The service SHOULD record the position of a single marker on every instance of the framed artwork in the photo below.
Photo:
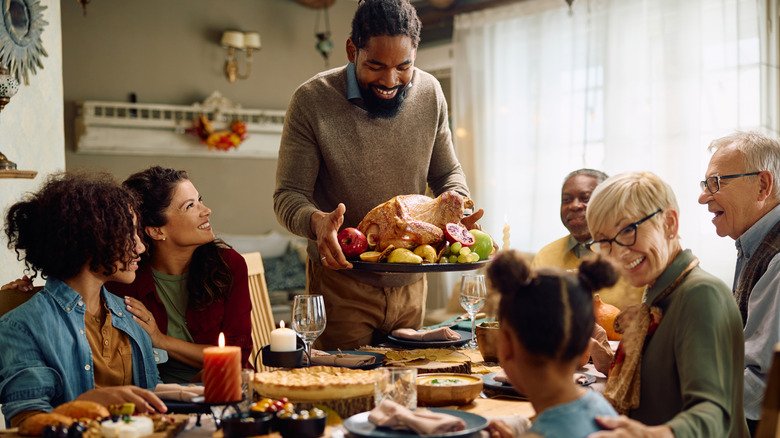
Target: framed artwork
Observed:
(21, 26)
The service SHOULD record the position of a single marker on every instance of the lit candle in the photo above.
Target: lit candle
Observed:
(222, 373)
(506, 235)
(283, 339)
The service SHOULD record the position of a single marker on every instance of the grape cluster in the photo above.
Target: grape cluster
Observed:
(457, 253)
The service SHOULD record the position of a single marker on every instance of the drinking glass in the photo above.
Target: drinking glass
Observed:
(473, 294)
(308, 319)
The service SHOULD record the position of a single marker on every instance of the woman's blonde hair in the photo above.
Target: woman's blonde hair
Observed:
(629, 194)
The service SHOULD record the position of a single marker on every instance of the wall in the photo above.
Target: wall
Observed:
(168, 52)
(31, 130)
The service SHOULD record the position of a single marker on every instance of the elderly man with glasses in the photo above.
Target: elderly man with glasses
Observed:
(740, 190)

————

▸ PROBLEM DETAILS
Return the data word for word without its pictures.

▸ SOLUTION BELOW
The service SHOULD record the position of a single marker on every instance of the framed artwork in the photo below.
Photo:
Target: framed artwork
Observed:
(21, 26)
The service SHOULD record the position of a single marker on every instance of the lit candle in the photo above.
Target: lit candle
Observed:
(222, 373)
(506, 235)
(283, 339)
The service SHOULD record the position of a single marker on every instance of the grape cluster in the photo above.
Target: grape cluster
Observed:
(457, 253)
The service SHOULD record the position of a single marker on every instance of the drinking glass in the photo above.
Target: drinking glass
Observed:
(473, 294)
(308, 319)
The service SHOULD record the position of a single marker on every instance of the woman's blonde hair in the photo above.
Target: woman's blonde hair
Observed:
(629, 194)
The service SHOULD record the position of a single marker on every instance of the wall in the photo above.
Target: wall
Observed:
(168, 52)
(31, 130)
The service SHOULD record the position of a single marker on every instance of the elderly man with glasses in the photo above.
Target: elderly man with glasses
Observed:
(740, 190)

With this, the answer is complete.